(Dataset entries)
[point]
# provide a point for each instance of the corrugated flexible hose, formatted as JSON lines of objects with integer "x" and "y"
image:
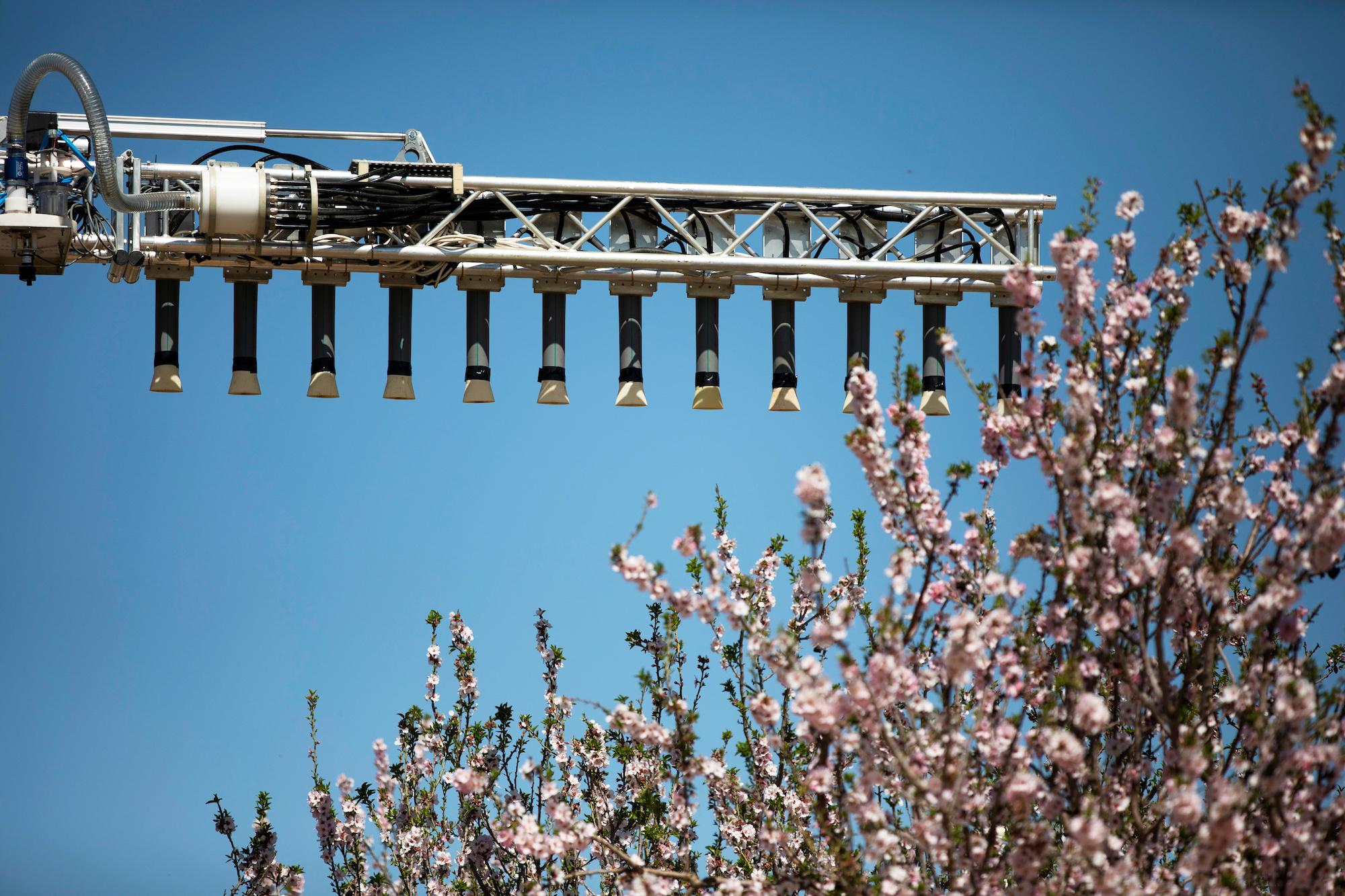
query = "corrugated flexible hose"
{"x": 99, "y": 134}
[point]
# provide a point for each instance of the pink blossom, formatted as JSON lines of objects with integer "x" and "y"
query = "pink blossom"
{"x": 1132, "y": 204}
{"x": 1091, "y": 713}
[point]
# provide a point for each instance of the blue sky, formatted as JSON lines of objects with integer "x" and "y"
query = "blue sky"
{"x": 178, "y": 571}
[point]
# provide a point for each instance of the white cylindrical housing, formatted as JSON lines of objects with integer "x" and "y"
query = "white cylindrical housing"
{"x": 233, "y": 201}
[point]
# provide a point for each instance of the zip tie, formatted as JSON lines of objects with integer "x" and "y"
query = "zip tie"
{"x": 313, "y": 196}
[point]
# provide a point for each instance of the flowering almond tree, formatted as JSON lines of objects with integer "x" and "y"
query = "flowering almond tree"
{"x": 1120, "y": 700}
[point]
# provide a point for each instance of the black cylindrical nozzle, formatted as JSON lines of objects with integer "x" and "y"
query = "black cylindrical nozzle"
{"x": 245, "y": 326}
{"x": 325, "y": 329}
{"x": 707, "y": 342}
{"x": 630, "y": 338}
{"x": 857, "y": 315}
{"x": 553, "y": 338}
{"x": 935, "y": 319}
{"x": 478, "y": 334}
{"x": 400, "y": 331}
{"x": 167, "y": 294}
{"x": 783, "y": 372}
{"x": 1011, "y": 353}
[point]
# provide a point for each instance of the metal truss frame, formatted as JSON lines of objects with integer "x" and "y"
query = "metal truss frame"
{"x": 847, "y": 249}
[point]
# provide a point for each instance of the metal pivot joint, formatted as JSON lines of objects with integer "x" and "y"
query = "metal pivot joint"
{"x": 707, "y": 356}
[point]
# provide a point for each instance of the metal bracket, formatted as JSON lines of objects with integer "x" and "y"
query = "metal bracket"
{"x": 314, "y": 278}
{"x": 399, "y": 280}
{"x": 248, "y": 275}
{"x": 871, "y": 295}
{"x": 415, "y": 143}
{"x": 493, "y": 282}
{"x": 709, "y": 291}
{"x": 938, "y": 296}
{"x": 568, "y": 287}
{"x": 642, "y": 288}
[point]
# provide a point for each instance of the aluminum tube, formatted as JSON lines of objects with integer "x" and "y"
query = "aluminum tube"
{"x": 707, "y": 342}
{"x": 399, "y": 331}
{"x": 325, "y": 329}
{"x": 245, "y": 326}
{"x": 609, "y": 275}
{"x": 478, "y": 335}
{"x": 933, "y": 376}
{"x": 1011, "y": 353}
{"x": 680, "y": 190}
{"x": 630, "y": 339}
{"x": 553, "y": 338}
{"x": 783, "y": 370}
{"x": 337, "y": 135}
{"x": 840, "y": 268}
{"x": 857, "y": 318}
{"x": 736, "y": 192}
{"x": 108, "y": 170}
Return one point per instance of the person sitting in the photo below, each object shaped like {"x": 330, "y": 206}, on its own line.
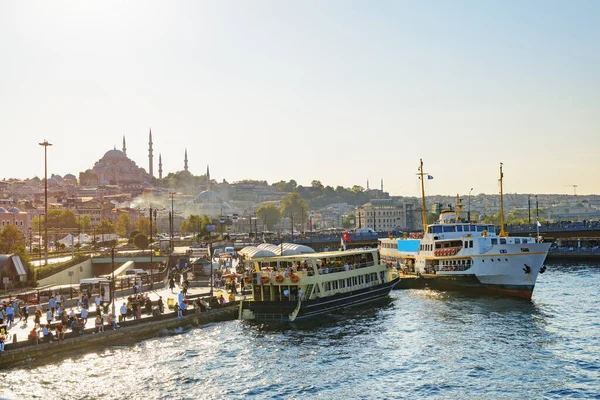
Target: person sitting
==
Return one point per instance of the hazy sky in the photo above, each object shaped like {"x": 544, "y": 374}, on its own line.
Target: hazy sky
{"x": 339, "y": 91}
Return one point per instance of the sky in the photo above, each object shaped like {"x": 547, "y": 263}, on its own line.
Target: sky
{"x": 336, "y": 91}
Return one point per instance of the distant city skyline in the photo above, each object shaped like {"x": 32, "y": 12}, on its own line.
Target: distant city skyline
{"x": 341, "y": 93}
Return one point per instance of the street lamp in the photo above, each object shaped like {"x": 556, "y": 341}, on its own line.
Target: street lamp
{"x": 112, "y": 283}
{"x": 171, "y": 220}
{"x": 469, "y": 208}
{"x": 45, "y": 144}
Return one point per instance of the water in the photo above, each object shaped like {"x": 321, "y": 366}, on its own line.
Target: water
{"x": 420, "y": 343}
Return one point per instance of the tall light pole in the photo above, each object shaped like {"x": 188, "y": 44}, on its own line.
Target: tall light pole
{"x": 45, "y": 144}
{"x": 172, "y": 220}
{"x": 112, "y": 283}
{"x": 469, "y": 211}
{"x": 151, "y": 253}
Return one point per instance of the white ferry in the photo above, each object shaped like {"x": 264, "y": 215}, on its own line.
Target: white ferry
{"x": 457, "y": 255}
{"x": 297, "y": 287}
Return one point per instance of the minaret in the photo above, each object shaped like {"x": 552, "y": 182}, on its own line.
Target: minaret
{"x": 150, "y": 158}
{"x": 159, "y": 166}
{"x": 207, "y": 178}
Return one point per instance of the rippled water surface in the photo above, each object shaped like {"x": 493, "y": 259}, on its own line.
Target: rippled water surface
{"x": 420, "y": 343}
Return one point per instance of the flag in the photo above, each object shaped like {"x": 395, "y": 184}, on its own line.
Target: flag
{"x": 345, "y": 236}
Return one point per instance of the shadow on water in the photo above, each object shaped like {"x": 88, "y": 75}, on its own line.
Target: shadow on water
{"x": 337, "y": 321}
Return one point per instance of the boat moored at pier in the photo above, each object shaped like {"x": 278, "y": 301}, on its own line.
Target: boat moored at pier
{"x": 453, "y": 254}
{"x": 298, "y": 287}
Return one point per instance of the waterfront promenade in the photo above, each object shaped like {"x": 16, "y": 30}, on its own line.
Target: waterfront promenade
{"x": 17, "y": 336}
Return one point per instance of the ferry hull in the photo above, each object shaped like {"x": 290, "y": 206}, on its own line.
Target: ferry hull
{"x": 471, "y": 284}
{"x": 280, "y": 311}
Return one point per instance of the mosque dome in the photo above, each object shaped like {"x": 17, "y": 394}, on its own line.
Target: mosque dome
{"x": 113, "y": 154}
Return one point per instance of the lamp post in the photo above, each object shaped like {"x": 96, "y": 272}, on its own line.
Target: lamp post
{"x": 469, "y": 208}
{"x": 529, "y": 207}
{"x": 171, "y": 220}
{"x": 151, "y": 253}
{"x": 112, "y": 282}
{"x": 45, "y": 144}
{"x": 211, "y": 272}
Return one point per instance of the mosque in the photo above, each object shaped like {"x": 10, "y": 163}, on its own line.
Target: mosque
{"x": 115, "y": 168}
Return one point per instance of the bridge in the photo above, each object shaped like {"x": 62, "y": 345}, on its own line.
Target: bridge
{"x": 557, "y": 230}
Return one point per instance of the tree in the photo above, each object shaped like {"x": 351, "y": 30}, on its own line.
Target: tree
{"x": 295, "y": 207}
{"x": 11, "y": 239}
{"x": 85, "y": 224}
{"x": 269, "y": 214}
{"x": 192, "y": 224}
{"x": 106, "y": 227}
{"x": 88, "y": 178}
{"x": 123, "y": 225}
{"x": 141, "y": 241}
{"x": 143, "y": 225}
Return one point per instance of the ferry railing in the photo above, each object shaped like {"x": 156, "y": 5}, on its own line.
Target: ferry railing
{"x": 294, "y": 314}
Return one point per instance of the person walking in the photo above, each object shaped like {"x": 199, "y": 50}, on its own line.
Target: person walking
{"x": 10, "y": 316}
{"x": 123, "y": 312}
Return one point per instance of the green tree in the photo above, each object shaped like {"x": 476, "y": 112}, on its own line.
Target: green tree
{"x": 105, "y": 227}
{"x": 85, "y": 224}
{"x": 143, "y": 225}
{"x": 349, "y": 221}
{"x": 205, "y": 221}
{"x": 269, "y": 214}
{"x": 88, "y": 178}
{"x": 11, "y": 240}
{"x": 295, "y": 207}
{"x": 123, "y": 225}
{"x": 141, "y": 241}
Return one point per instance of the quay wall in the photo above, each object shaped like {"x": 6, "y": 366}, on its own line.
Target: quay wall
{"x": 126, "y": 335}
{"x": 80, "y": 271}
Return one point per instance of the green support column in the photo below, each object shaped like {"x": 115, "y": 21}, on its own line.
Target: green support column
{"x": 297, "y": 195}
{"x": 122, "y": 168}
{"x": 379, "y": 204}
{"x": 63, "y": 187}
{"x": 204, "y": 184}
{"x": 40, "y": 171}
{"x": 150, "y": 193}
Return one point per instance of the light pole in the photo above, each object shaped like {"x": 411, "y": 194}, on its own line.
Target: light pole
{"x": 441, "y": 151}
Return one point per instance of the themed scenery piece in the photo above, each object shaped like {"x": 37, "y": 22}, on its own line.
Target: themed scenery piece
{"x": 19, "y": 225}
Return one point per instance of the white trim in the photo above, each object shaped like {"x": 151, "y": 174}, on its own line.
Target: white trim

• Task goal
Please copy word for word the part of the rows that opens with the line containing "Return one point per instance of the person sitting" and closes with the line containing "Target: person sitting", both lines included. Leave the picture out of your copy.

• Task output
Return one point per instance of the person sitting in the photo below, each object shaped like {"x": 330, "y": 206}, on its own line.
Target: person sitting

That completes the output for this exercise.